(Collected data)

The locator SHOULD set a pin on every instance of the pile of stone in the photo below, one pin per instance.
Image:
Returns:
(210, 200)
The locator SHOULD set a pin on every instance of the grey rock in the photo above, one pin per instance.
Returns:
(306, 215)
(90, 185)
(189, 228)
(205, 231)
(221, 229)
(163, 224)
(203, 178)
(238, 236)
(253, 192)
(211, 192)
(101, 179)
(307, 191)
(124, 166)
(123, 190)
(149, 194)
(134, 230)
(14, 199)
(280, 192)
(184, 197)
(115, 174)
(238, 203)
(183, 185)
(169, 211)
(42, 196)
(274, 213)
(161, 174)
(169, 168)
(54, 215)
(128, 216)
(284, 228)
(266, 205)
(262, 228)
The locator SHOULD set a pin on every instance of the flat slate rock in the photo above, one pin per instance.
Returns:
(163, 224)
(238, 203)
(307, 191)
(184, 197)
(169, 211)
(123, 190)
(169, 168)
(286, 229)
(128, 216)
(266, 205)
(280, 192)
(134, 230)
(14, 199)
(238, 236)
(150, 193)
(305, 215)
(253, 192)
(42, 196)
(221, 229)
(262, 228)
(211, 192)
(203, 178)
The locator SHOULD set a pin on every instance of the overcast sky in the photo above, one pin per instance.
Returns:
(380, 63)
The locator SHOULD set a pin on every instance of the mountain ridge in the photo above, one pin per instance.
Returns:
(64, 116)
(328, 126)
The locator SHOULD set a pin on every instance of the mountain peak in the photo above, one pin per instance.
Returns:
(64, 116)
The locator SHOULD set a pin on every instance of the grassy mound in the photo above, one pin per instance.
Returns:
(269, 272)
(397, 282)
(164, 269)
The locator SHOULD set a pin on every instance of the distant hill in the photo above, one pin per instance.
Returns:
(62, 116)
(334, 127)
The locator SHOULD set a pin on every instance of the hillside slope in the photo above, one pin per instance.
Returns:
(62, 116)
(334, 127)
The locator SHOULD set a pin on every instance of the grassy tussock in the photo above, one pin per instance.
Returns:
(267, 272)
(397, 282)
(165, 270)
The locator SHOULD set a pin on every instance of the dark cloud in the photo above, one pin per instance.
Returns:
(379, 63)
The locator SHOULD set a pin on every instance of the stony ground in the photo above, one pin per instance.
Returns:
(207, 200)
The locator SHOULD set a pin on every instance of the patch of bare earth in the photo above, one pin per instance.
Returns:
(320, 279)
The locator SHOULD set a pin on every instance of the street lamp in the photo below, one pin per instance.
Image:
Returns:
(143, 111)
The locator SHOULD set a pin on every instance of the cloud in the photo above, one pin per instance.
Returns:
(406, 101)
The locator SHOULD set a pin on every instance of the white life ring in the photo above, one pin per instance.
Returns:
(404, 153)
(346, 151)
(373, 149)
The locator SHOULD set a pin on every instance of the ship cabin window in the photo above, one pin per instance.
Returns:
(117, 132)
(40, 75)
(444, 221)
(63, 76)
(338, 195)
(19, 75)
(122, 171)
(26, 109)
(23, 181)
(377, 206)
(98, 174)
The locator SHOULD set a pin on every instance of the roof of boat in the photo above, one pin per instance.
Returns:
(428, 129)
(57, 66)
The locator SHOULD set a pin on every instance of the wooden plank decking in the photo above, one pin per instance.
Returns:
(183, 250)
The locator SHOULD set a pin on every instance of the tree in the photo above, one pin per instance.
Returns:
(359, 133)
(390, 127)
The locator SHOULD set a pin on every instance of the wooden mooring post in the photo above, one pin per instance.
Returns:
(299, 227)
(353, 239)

---

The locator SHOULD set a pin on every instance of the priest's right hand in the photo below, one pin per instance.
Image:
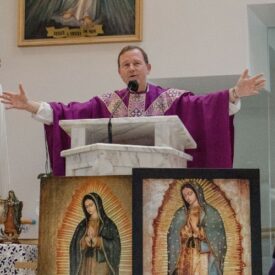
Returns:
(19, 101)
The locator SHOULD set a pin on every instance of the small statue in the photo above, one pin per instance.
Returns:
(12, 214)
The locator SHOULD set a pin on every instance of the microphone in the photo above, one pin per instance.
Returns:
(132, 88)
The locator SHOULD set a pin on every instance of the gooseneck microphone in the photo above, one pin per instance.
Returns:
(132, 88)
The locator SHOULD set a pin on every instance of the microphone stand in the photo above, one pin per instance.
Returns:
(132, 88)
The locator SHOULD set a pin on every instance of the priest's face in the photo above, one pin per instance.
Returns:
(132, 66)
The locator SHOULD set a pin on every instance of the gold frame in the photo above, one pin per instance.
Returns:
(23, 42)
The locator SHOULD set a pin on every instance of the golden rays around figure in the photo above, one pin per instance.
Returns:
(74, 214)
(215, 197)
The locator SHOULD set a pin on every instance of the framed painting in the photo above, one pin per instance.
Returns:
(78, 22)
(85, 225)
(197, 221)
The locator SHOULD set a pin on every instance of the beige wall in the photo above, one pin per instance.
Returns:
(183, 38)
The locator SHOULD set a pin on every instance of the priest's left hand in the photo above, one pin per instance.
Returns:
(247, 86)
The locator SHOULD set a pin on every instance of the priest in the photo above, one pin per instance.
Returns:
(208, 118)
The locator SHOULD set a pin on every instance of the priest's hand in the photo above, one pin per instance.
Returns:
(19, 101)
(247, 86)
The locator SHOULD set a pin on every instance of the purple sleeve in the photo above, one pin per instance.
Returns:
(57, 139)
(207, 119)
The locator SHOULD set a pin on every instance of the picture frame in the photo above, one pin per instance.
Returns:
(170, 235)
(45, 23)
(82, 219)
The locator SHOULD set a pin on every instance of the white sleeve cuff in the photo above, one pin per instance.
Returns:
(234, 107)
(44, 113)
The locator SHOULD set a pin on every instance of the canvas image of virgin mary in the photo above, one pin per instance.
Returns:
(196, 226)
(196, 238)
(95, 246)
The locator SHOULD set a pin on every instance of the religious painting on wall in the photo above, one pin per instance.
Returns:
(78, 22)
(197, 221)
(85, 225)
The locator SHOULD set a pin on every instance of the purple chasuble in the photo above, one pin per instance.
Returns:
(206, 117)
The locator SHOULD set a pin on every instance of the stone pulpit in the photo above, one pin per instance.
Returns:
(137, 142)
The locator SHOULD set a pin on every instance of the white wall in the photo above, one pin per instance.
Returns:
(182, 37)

* * *

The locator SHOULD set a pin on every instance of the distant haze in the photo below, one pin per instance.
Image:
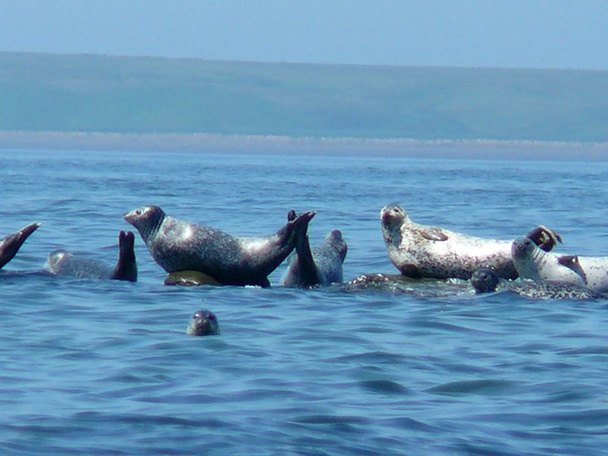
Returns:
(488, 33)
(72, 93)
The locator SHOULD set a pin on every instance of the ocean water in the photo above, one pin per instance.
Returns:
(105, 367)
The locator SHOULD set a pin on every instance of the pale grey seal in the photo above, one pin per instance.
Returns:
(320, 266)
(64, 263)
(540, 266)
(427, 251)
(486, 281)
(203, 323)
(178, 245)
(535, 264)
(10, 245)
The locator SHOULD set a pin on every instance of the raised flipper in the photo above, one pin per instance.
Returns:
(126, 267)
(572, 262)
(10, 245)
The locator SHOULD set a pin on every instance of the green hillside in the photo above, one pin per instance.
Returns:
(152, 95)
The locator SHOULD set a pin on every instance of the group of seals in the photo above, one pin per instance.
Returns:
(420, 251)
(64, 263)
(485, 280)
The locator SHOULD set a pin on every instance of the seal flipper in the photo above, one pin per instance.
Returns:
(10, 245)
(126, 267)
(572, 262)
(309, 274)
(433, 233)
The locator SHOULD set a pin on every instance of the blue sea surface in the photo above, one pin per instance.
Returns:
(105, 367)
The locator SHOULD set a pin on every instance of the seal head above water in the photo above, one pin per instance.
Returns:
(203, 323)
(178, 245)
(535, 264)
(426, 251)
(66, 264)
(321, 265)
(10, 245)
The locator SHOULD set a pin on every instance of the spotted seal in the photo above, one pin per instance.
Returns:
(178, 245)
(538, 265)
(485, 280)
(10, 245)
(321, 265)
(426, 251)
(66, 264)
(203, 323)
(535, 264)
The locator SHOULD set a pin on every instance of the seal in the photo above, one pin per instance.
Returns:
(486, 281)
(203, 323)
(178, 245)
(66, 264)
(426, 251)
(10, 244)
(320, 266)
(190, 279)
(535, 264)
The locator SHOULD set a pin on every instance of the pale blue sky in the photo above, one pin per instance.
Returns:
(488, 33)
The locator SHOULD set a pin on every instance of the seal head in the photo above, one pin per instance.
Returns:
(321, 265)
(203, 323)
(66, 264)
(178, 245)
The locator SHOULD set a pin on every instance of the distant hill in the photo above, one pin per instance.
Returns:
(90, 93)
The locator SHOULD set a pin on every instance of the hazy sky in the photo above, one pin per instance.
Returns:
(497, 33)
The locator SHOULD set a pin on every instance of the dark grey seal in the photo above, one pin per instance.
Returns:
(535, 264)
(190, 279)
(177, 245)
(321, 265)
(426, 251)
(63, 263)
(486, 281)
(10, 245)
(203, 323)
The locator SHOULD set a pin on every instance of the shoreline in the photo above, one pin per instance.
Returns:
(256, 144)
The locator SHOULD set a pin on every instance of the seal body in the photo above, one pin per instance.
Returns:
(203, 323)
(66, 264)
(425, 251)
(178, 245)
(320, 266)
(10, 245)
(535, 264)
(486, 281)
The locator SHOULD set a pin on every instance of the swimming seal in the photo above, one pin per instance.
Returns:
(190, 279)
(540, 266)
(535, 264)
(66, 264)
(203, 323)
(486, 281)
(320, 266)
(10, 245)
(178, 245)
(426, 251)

■ Try it: Look for the word "mountain". Copy out every line of the data that has it.

■ Reply to the exercise:
The locator SHOULD set a pin on every instance of the mountain ridge in the photo above, one pin per instance.
The locator SHOULD set a pin on every instance of the mountain peak in the photo above, one pin per instance.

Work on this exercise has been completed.